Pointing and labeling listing
################

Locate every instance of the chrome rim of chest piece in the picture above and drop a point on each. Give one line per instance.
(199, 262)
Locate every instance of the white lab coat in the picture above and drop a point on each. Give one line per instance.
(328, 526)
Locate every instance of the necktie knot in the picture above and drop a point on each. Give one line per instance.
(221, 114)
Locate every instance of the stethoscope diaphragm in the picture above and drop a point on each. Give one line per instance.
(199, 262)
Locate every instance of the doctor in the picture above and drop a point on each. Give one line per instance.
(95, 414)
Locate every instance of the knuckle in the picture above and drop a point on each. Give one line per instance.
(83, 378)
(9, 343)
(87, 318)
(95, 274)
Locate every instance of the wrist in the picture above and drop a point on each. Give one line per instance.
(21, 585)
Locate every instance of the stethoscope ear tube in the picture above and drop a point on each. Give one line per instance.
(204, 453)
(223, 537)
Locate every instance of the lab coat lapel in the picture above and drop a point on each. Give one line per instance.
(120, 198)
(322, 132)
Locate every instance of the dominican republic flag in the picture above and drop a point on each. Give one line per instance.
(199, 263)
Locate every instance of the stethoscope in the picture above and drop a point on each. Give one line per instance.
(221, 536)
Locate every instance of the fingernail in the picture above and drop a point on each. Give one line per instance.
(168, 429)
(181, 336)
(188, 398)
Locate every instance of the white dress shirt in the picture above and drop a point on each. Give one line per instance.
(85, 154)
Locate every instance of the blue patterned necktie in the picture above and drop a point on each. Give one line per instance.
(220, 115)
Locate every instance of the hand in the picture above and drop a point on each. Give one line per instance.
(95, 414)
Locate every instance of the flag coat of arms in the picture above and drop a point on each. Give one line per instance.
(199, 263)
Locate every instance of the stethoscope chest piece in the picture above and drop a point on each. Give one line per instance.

################

Exercise details
Starting at the line that contains "Locate every instance of the fingernail" and continuing through the end of the listing, write out every line again, requests included. Shift each coordinate in the answers by adding 146 to it.

Full answer
Locate every instance of the fingernail in the picture above and drop a point on each. Give one line per instance.
(314, 575)
(327, 482)
(334, 544)
Locate every instance of the white dress shirt in the picture above and drop a point on each. Give one line per instance.
(231, 300)
Locate every instance of the blue patterned necktie in the picture above and drop a point on each. Give one line per instance.
(366, 261)
Locate every instance of the hand in the picture above and drop a point on each. Give one line per instance.
(241, 560)
Locate every instance of the flag coat of arms in the picture above and drop a point on each. Give one line per instance.
(345, 409)
Locate every instance of the stethoscope chest piece in the picture above and drop a point on each. Give one line per instance.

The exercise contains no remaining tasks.